Obligation de réserve

L’obligation de réserve, notion absente de la loi, peut se définir comme l’obligation pour le fonctionnaire d’exprimer avec modération ses opinions, notamment politiques. Le Conseil d’Etat a dégagé une jurisprudence tendant à concilier la liberté d’expression et l’“intérêt du service. Si l’obligation de réserve contribue à garantir l’impartialité de l’administration, elle est trop souvent un alibi de l’autoritarisme.

Impartialité

Le principe de neutralité implique l’impartialité dans l’exercice des fonctions, condition sine qua non de l’égalité de traitement des administrés, et donc quelques restrictions à la liberté d’expression du fonctionnaire. La faute commence avec le comportement « susceptible d’entraver le fonctionnement du service public ».

L’obligation de réserve s’impose à tous les agents publics.

L’expression des opinions doit être compatible avec les devoirs de la fonction. L’obligation de réserve et de neutralité est aggravée dans certains cas : le Conseil d’Etat accepte que l’obligation de réserve soit plus lourde pour les hauts fonctionnaires. Elle s’impose de façon stricte aux magistrats et aux policiers.

□ □ □ □ □ □ □

» Exercice court A
Recopiez le passage de l'extrait sur l'obligation de réserve qui commence par « Le principe de » et se poursuit jusqu'à « les agents publics. ».
» Exercice court B
Traduisez en anglais la phrase suivante de l'extrait sur l'obligation de réserve : « L’obligation de réserve s’impose à tous les agents publics. »

□ □ □ □ □ □ □

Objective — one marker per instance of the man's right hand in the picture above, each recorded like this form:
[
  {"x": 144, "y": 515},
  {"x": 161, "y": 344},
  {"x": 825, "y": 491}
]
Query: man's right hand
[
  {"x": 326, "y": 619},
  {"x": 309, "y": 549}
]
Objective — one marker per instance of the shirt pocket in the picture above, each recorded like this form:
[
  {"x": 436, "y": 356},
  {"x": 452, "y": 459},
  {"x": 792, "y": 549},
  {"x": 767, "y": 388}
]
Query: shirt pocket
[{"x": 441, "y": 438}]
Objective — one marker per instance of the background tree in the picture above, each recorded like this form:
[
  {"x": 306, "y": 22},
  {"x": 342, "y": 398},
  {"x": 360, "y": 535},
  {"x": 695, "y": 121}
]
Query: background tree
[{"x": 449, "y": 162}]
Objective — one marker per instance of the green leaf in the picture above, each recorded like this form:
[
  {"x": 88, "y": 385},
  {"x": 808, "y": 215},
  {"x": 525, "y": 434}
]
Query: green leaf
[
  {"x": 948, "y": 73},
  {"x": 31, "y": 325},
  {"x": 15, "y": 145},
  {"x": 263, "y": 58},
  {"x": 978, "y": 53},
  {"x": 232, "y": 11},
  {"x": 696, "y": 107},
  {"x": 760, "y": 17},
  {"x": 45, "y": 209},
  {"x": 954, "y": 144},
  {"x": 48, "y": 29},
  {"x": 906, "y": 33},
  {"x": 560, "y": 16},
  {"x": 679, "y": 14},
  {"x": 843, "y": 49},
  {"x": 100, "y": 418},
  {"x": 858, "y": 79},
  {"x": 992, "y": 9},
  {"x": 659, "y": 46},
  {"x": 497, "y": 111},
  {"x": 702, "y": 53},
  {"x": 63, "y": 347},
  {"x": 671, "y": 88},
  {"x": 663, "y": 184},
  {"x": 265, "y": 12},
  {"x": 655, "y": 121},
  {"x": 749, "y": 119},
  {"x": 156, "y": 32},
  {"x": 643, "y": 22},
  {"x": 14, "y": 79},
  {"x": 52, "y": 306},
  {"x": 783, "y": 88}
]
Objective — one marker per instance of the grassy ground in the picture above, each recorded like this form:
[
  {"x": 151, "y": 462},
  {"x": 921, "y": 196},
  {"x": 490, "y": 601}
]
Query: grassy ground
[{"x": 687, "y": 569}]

□ □ □ □ □ □ □

» Réponse finale A
Le principe de neutralité implique l’impartialité dans l’exercice des fonctions, condition sine qua non de l’égalité de traitement des administrés, et donc quelques restrictions à la liberté d’expression du fonctionnaire. La faute commence avec le comportement « susceptible d’entraver le fonctionnement du service public ».

L’obligation de réserve s’impose à tous les agents publics.

» Réponse finale B
The duty of restraint applies to all public officials.